Task to complete:
Which lines of the entries contain the word "white"? Please list them.

Saved entries:

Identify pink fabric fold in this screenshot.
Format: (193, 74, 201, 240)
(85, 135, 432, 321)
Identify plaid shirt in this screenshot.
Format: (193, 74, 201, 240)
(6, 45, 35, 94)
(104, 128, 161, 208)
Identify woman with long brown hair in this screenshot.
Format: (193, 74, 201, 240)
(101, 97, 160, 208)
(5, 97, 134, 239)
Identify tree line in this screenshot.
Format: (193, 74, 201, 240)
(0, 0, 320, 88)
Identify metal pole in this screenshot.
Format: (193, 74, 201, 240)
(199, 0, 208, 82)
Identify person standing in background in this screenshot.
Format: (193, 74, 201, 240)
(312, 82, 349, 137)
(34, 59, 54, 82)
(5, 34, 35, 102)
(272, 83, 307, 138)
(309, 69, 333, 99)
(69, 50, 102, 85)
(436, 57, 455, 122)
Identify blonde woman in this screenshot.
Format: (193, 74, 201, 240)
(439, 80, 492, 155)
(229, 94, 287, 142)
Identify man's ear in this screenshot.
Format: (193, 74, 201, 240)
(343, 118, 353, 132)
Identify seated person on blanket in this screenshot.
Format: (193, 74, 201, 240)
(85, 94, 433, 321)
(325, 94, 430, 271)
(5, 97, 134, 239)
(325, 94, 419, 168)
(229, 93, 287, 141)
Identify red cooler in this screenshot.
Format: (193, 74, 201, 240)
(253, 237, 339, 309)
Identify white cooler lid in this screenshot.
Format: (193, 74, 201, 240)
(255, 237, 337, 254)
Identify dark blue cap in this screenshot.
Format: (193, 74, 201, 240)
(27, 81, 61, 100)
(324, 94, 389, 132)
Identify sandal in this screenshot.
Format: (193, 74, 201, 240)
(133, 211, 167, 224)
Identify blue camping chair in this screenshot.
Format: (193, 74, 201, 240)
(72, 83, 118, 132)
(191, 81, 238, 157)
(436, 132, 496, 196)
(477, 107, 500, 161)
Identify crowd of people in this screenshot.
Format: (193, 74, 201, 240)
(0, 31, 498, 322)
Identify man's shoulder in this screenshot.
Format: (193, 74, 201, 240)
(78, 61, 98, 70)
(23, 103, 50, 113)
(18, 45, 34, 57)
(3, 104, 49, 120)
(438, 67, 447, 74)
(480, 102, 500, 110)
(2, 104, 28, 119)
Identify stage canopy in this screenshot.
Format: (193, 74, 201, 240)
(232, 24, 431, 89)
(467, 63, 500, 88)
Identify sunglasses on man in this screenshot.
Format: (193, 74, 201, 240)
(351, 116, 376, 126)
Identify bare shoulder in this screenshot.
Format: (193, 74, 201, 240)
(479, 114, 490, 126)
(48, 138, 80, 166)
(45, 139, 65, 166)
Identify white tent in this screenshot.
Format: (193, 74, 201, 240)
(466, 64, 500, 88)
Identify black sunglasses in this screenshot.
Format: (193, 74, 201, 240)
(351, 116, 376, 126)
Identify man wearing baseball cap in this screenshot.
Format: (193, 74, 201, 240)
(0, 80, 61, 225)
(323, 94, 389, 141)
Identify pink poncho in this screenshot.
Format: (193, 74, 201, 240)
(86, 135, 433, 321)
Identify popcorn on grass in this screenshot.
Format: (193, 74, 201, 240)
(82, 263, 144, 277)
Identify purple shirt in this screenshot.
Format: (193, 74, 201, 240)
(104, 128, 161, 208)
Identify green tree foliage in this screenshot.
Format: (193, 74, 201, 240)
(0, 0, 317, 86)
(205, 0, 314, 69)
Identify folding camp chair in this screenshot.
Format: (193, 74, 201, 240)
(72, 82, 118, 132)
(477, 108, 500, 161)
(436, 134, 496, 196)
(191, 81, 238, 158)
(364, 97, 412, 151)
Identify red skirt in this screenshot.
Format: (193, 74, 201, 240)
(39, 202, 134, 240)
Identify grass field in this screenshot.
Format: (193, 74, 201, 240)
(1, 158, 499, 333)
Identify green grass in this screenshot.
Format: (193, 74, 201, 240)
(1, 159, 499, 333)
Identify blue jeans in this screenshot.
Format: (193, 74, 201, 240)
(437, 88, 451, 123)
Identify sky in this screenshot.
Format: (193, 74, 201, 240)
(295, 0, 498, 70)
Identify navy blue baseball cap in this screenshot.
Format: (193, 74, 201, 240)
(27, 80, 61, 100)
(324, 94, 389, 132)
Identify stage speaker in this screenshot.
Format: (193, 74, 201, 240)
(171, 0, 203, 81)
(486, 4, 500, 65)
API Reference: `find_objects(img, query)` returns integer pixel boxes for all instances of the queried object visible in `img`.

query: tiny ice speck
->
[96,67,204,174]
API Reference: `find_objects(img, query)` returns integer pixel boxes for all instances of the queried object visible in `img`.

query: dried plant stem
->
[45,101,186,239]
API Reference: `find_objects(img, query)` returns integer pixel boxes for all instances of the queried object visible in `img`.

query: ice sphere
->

Finished exercise:
Identify white cooler lid in this screenshot.
Identify white tent in this screenshot.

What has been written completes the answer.